■ PROBLEM REQUIREMENTS: Wherever "wall" occurs in the entries, copy the line that holds it.

■ DATA SUPPLIED:
┌──

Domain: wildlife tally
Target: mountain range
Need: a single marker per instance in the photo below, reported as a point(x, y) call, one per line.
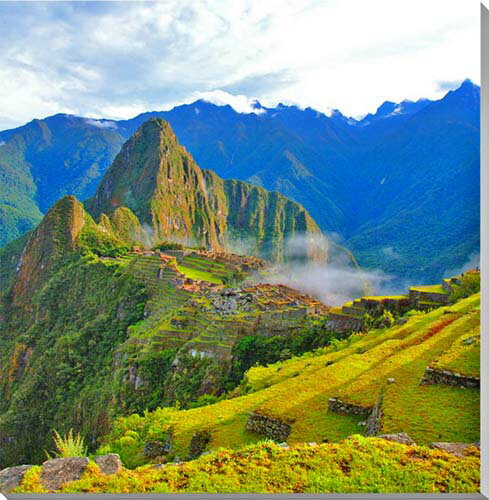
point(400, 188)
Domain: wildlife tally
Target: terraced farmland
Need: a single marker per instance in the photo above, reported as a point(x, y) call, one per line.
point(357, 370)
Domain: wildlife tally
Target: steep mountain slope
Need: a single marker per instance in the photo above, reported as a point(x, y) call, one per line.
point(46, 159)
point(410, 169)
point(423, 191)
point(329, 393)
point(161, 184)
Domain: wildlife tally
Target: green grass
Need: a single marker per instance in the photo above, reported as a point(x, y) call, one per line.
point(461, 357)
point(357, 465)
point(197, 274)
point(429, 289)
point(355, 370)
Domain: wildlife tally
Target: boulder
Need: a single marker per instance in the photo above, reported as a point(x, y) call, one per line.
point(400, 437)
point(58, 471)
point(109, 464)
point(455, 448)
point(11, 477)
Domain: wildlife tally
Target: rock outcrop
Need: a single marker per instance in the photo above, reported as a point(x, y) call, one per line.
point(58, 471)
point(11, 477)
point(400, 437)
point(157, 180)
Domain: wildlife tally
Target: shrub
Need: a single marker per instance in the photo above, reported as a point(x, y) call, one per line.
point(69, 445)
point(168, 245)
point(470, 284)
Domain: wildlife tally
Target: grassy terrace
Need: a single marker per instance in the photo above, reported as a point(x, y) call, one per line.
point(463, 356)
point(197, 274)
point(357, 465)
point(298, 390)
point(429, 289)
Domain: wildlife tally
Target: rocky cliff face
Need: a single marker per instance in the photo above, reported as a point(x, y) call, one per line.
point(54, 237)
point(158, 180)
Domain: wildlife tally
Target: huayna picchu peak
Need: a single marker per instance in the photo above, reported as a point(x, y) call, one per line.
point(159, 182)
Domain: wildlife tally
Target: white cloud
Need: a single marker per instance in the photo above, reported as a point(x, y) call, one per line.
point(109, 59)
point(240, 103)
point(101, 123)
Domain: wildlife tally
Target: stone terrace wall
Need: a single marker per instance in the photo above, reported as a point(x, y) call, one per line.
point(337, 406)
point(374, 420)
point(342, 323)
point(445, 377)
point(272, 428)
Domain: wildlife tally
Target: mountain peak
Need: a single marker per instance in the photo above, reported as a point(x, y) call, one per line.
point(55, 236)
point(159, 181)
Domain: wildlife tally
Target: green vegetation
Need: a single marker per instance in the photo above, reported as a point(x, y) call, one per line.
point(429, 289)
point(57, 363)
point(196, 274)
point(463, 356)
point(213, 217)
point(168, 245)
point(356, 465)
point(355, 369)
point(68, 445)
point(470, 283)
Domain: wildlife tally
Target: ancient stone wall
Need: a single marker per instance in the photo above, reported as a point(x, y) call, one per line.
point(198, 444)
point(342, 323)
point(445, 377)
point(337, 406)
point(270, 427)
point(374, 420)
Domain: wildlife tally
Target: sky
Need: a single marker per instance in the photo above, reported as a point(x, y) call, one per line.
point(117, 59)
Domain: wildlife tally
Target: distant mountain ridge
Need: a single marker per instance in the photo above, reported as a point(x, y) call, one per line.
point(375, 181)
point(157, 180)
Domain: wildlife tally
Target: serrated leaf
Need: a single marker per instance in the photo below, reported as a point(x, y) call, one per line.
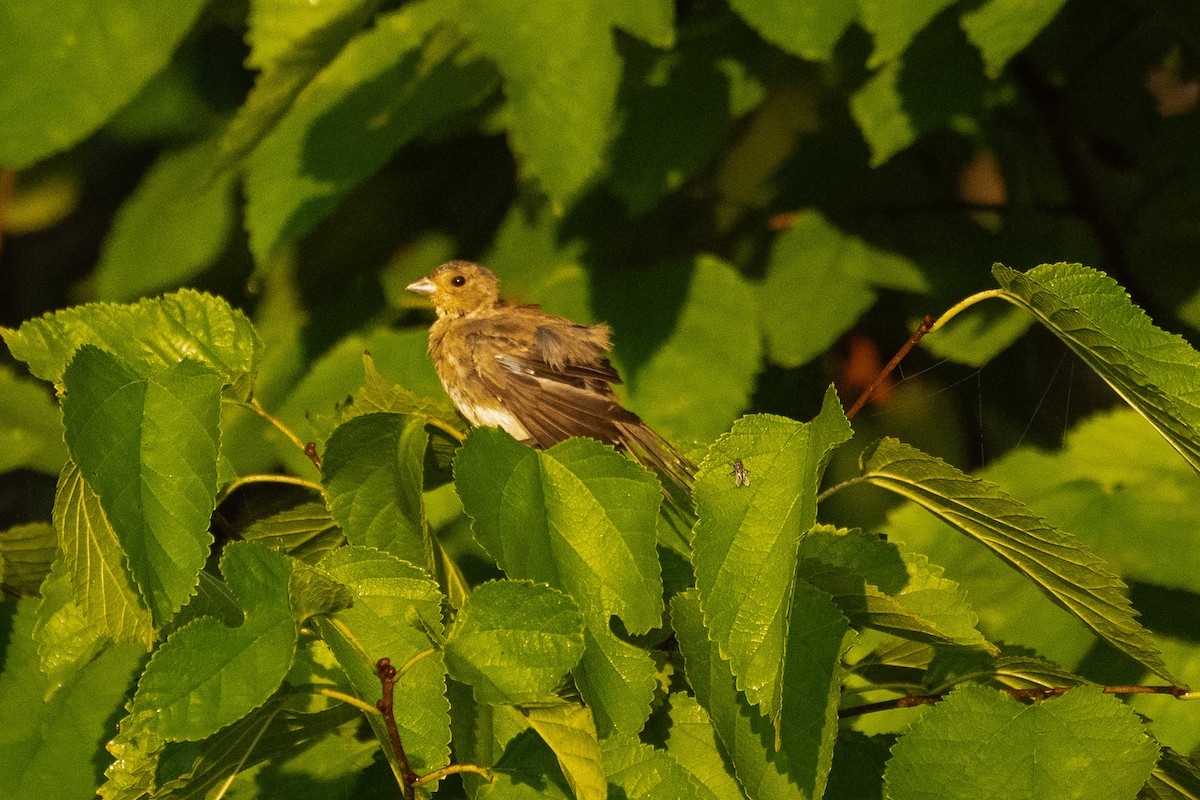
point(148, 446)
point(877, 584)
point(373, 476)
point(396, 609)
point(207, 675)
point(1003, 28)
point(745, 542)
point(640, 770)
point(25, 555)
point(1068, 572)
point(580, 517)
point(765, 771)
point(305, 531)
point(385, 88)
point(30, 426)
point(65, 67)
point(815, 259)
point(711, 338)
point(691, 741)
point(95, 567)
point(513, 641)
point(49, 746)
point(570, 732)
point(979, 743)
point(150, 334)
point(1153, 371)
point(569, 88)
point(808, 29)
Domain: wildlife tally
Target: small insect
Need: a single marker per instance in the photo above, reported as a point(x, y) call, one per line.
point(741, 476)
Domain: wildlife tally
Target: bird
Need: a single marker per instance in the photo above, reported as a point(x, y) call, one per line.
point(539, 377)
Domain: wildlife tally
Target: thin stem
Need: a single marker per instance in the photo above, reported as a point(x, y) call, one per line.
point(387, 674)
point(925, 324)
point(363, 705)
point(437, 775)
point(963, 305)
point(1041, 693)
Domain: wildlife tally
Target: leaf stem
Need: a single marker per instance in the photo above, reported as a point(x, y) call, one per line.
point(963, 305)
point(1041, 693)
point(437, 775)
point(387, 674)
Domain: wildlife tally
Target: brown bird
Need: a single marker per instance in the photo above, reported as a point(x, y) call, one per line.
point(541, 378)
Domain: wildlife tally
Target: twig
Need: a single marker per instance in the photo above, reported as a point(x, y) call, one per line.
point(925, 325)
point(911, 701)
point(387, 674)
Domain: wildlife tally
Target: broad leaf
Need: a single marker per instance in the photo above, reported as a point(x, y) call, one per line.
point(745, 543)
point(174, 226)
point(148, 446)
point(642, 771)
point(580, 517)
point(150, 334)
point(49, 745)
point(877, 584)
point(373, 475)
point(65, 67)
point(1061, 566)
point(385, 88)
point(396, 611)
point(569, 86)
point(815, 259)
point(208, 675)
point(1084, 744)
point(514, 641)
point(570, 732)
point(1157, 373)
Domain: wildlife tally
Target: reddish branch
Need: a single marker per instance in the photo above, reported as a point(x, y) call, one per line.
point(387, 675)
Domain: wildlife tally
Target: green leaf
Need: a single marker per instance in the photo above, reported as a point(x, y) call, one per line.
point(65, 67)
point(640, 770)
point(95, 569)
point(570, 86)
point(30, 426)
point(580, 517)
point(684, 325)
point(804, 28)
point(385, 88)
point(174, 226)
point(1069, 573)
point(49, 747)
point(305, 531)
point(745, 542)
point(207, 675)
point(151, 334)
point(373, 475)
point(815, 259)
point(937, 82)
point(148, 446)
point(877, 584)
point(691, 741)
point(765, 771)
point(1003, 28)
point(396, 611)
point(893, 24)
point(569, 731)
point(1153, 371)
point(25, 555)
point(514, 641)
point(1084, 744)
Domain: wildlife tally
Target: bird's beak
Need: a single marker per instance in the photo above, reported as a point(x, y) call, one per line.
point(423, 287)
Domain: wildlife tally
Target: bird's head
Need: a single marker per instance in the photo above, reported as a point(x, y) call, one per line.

└──

■ SOLUTION TO THE EXERCISE:
Target: stone terrace wall
Target: ancient stone wall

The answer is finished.